══ CYTOWANY TEKST
Równowaga między potrzebami materialnymi i duchowymi_ Piątek, 8 kwietnia 2016r.

Jezioro Tyberiadzkie_Chrystus

Myśl dnia

Bierz Biblię, czytaj i szukaj – tam jest historia Twojego życia

****

_____________________________________________________________________________________________________________

Słowo Boże

Okres wielkanocny, J 6, 1-15

Posłuchaj

Zobacz, jak idziesz za Jezusem. Co ciebie do tego skłania, co ci w tym przeszkadza?

Dzisiejsze Słowo pochodzi z Ewangelii wg Świętego Jana
J 6, 1-15

Ja jestem chlebem
Jezus udał się za Jezioro Galilejskie, czyli Tyberiadzkie. Szedł za Nim wielki tłum, bo widziano znaki, jakie czynił na tych, którzy chorowali. Jezus wszedł na wzgórze i usiadł tam ze swoimi uczniami. A zbliżało się święto żydowskie, Pascha. Kiedy więc Jezus podniósł oczy i ujrzał, że liczne tłumy schodzą się do Niego, rzekł do Filipa: «Skąd kupimy chleba, aby oni się posilili?» A mówił to wystawiając go na próbę. Wiedział bowiem, co miał czynić. Odpowiedział Mu Filip: «Za dwieście denarów nie wystarczy chleba, aby każdy z nich mógł choć trochę otrzymać». Jeden z uczniów Jego, Andrzej, brat Szymona Piotra, rzekł do Niego: «Jest tu jeden chłopiec, który ma pięć chlebów jęczmiennych i dwie ryby, lecz cóż to jest dla tak wielu?» Jezus zatem rzekł: «Każcie ludziom usiąść». A w miejscu tym było wiele trawy. Usiedli więc mężczyźni, a liczba ich dochodziła do pięciu tysięcy. Jezus więc wziął chleby i odmówiwszy dziękczynienie, rozdał siedzącym; podobnie uczynił i z rybami rozdając tyle, ile kto chciał. A gdy się nasycili, rzekł do uczniów: «Zbierzcie pozostałe ułomki, aby nic nie zginęło». Zebrali więc i ułomkami z pięciu chlebów jęczmiennych, które zostały po spożywających, napełnili dwanaście koszów. A kiedy ci ludzie spostrzegli, jaki cud uczynił Jezus, mówili: «Ten prawdziwie jest prorokiem, który miał przyjść na świat». Gdy więc Jezus poznał, że mieli przyjść i porwać Go, aby Go obwołać królem, sam usunął się znów na górę.
════
══ PRZEKAZANY MATERIAŁ
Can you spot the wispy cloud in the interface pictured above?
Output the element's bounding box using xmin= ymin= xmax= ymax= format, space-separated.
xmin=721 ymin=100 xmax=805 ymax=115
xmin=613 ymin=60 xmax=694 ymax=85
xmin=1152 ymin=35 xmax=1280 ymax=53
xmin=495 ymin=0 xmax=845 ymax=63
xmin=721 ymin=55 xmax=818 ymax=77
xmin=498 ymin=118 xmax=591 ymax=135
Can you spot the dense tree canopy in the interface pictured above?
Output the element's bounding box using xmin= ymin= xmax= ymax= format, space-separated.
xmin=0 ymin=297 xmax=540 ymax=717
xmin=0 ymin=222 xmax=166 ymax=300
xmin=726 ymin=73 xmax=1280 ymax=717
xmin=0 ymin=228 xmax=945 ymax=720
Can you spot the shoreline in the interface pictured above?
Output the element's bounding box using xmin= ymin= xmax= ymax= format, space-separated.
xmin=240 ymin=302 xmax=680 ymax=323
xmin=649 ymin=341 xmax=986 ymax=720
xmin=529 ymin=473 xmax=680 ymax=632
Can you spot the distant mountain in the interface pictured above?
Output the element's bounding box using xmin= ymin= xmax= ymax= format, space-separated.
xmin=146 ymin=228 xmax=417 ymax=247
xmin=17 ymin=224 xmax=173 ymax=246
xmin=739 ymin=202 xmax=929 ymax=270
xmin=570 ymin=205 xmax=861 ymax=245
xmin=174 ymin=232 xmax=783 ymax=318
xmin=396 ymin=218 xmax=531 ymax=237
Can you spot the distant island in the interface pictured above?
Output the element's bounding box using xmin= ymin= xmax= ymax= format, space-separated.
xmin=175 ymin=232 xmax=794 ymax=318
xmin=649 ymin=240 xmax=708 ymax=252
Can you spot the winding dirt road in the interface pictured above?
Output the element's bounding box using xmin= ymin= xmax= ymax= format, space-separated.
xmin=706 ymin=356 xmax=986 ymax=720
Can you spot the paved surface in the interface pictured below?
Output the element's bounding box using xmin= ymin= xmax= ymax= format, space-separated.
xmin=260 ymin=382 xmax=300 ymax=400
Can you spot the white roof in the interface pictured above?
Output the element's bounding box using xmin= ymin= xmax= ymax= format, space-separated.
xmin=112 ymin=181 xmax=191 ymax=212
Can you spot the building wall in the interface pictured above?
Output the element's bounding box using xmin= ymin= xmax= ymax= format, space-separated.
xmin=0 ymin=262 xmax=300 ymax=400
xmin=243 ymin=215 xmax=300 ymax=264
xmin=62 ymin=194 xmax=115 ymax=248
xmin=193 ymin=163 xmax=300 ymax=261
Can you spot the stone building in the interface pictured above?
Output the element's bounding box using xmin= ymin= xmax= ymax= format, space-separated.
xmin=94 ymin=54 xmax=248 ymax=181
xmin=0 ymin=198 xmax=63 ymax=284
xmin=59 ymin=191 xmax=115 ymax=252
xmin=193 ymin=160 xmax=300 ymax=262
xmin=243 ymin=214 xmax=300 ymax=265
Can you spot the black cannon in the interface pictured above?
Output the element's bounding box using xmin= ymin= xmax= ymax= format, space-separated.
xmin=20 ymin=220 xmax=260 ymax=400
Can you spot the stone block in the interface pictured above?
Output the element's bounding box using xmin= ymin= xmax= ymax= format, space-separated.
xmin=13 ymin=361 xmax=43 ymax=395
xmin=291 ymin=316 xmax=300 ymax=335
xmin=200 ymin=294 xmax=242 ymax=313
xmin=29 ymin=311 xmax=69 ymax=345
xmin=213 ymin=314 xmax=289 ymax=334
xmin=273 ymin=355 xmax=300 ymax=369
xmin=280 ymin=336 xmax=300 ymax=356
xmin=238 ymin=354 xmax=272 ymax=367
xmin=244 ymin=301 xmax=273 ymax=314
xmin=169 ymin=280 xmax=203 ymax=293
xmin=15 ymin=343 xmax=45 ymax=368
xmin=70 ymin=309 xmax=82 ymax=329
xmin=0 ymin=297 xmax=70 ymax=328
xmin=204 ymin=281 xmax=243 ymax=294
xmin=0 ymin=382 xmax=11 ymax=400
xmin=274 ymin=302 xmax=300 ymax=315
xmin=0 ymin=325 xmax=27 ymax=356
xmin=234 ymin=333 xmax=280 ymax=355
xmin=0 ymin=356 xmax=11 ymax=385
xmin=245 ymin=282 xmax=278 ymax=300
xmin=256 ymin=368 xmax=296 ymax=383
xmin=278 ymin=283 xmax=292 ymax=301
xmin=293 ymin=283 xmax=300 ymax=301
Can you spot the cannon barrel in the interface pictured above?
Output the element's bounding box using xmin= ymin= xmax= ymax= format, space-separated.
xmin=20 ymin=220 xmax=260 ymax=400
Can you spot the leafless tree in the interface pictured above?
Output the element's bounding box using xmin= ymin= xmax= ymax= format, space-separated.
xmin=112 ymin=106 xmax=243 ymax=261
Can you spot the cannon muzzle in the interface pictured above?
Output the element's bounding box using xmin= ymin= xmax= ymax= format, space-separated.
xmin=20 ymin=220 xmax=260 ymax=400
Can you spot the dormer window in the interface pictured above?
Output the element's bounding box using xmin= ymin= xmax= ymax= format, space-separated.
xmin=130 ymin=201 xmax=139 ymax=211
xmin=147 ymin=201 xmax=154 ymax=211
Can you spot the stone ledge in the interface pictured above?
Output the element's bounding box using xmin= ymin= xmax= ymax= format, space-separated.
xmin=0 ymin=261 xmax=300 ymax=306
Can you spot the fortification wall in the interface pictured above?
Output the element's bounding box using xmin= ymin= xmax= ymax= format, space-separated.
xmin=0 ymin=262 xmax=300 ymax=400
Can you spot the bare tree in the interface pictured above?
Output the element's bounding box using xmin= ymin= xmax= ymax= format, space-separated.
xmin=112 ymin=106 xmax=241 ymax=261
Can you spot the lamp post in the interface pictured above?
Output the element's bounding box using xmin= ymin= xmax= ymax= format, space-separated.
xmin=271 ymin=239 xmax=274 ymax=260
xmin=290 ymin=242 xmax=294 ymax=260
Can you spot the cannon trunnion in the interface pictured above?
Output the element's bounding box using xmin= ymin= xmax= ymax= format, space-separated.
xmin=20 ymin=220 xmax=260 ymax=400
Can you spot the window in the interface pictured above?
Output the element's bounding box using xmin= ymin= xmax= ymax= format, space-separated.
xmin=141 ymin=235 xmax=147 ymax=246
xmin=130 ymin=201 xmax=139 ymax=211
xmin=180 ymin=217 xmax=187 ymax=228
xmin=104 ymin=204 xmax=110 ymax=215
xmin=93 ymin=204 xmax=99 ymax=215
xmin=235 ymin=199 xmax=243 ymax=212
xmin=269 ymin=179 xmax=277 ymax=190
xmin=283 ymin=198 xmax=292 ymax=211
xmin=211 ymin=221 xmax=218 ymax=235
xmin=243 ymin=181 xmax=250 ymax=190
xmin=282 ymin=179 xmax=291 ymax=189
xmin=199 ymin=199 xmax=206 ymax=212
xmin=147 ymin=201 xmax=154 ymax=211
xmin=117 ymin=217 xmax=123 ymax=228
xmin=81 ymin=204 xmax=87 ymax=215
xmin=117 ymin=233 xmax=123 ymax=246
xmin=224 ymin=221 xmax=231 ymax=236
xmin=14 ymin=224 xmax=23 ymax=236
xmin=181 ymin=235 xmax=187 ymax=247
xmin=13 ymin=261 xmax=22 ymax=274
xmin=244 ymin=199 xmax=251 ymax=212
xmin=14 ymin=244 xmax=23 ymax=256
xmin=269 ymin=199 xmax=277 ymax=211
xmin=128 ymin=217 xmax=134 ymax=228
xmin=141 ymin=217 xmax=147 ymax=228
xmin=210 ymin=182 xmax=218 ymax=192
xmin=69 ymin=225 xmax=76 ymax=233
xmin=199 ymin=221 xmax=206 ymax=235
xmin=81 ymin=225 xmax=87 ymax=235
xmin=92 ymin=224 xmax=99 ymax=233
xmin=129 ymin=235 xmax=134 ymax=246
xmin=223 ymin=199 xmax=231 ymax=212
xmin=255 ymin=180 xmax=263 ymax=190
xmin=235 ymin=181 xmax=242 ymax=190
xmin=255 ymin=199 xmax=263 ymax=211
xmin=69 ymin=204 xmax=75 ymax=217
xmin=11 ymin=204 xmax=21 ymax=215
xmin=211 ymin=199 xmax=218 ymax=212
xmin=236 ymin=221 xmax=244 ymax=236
════
▶ OPIS ZADANIA
Przepisz z tekstu o rozmnożeniu chlebów fragment od słów „Bierz Biblię, czytaj” aż do słów „w tym przeszkadza?” włącznie. Materiał nie ma związku z powyższym tekstem.

▶ ODPOWIEDŹ PISEMNA
Bierz Biblię, czytaj i szukaj – tam jest historia Twojego życia

****

_____________________________________________________________________________________________________________

Słowo Boże

Okres wielkanocny, J 6, 1-15

Posłuchaj

Zobacz, jak idziesz za Jezusem. Co ciebie do tego skłania, co ci w tym przeszkadza?